Short exercise 1:
Answer these questions using the forum thread about selling cars on eBay. Put each answer on its own line, marked (a), (b) and (c).
(a) Why does Bob say that spending time on selling is not really an issue for him?
(b) How many pictures does tgallaway say eBay gives you?
(c) How many people does tgallaway say you reach at the show?
Short exercise 2:
Reproduce the forum thread about selling cars on eBay word for word, from "you reach thousands" through "all evens out.", inclusive.
Short exercise 3:
Continue the forum thread about selling cars on eBay, starting right after its last line.

Text shown:
'''
Lots of good points here, Now I just have to decide which venue to use. I don't mind spending time on selling them, I'm retired so that's not really an issue, it's been many years since I've sold on eBay and sometimes it sounds like it's more trouble than it's worth these days. Guess my best bet is to just try selling a couple of them and see how it goes.
Thanks again
Bob


----------



## tgallaway (Jun 17, 2013)

the Value of cars Varies. I agree that E-bay will let you know the current value.
but it's a crazy place, one week a car will sell for 130.00, the next week same car will bring 300.00. it all depends on who is watching and who has the money at the time. all you need on E-bay is 2 people that want the car.
the better the pictures the better off you are. they give you 12 of them.

you reach thousands of people on e-bay and the bidders set the price, at the show you only reach a few hundred and you set the price. list them and let em run. some will bring more and some less. it all evens out.

over paying is just an opion just like value is. it's whatever the car is worth to that person at that time.
good luck on your auctions.

Tom


----------



## alpink (Aug 22, 2010)

here is an example of false value .....
'''
Stored data:
'''
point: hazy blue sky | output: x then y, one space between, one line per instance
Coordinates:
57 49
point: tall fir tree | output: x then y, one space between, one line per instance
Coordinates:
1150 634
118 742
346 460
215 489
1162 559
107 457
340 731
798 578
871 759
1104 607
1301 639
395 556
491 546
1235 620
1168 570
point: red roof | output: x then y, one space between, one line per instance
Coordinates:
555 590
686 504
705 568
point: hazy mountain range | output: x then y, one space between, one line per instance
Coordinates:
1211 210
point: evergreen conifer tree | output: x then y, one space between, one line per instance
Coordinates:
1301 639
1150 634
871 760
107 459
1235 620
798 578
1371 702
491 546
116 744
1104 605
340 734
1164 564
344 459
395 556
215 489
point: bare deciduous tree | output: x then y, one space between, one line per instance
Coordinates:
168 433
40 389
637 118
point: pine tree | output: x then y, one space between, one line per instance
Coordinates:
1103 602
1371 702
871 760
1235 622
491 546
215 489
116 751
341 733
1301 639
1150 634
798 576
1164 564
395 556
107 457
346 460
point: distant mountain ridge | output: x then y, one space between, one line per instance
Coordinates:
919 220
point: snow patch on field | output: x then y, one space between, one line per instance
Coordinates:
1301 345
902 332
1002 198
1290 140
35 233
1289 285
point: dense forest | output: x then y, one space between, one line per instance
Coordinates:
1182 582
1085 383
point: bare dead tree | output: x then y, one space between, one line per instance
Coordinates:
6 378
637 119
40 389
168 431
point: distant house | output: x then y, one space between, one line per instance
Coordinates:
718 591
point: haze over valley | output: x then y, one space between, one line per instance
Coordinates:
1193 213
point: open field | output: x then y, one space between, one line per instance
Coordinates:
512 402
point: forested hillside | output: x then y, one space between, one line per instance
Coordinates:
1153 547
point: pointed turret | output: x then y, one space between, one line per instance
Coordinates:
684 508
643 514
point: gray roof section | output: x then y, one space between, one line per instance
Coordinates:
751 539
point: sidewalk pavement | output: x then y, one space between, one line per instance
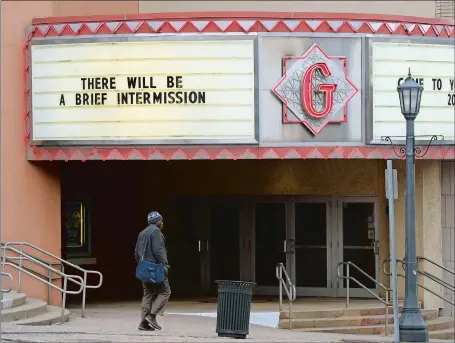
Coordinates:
120 325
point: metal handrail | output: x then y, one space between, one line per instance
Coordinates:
435 278
289 288
65 277
425 274
17 258
6 290
348 278
62 262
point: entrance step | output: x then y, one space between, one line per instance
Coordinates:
434 326
448 334
51 316
12 299
16 307
30 308
348 321
339 312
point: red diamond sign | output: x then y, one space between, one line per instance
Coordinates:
315 88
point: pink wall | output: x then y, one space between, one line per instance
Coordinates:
30 193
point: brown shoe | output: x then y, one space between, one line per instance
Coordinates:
151 320
144 326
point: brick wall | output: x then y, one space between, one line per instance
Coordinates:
448 227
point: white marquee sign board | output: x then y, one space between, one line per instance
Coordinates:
157 91
431 66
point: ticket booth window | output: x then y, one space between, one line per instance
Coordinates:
77 229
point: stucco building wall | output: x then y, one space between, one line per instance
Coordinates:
448 228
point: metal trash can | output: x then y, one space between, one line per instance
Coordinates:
233 311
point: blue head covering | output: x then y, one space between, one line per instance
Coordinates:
154 217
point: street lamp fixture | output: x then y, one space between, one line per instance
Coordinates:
412 325
410 94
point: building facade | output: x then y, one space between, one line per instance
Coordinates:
260 136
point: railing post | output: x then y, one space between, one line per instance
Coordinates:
84 289
49 290
347 285
387 313
290 314
19 274
62 315
280 286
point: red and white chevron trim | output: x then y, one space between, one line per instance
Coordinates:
243 26
55 27
224 153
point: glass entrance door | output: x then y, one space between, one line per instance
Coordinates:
357 237
311 260
269 241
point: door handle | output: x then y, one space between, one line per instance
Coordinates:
376 247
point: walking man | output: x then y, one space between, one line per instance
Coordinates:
156 253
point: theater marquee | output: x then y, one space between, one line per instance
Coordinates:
143 92
432 66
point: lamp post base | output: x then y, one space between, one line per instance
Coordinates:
412 326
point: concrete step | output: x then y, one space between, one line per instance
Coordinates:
12 299
30 308
441 323
448 334
348 321
339 312
51 316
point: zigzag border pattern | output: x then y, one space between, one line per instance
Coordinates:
224 153
243 26
221 26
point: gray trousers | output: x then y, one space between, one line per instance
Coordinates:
155 306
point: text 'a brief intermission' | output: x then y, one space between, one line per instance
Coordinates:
140 91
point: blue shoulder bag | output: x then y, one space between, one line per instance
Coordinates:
147 271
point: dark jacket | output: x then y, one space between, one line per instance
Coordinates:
156 249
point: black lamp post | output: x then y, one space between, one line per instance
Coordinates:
412 325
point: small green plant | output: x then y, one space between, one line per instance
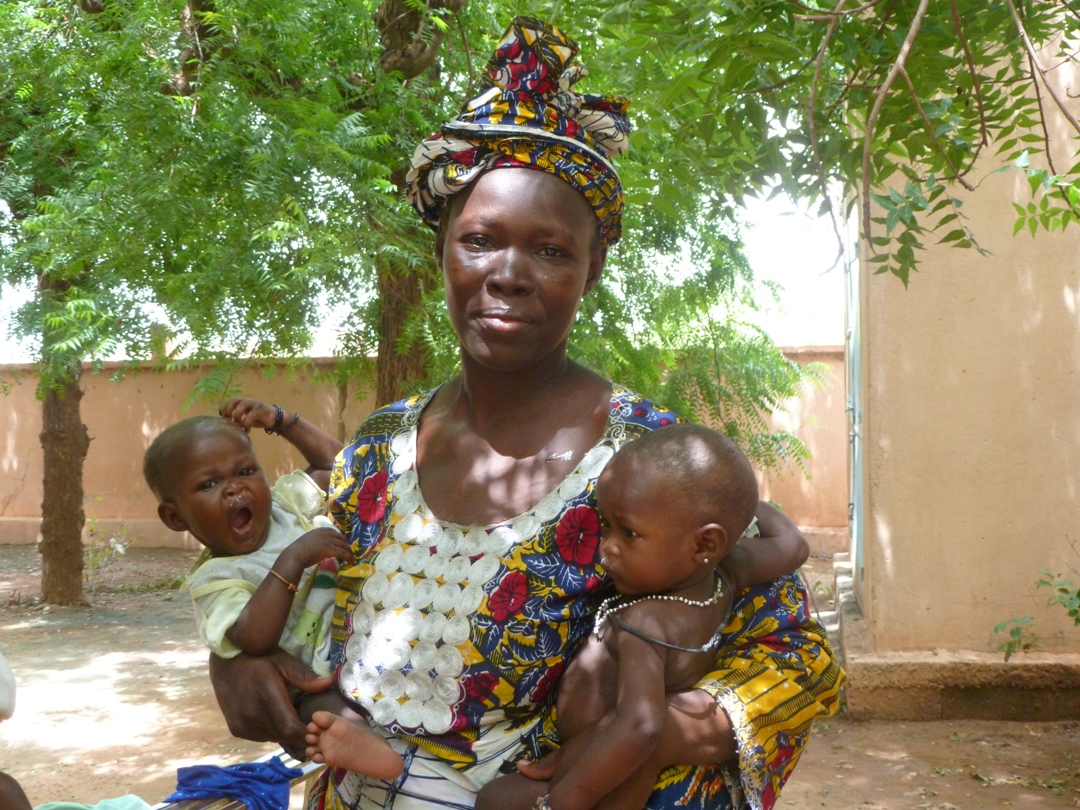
'''
Exercise result 1:
(a) He is retired.
(b) 12
(c) A few hundred

Exercise result 2:
you reach thousands of people on e-bay and the bidders set the price, at the show you only reach a few hundred and you set the price. list them and let em run. some will bring more and some less. it all evens out.

Exercise result 3:
http://www.ebay.com/itm/BOX-100-NOS-Aurora-T-jet-chassis-/351017132474?autorefresh=true

a couple morons!!!
even if one or both are HT members!


----------



## Joe65SkylarkGS (Feb 15, 2010)

alpink said:


> here is an example of false value .....
> 
> http://www.ebay.com/itm/BOX-100-NOS-Aurora-T-jet-chassis-/351017132474?autorefresh=true
> 
> ...



Holy bajebbers!!!!!

I'd sell a box for that kind of money too!!!!


----------



## slotcarman12078 (Oct 3, 2008)

Someone got their income tax refund and spent it all on chassis. By today's prices, he probably paid way too much, but where he time traveled from (2032) it was a bargain!


----------



## Joe65SkylarkGS (Feb 15, 2010)

Hmm, they came right from Staten Island. I kinda reckognize the ID but cant quite place the name.


----------



## super8man (Jan 29, 2013)

Yeah, I was watching that...so, what, about $27 per chassis?...kinda high...$20 seems like a more normal "end user" market price. IMO, I don't see anyone buying a NOS for $30. They go for $20 currently with as many as you want to buy. Hopefully he plans to use them all!


----------



## alpink (Aug 22, 2010)

super8man said:


> Yeah, I was watching that...so, what, about $27 per chassis?...kinda high...$20 seems like a more normal "end user" market price. IMO, I don't see anyone buying a NOS for $30. They go for $20 currently with as many as you want to buy. Hopefully he plans to use them all!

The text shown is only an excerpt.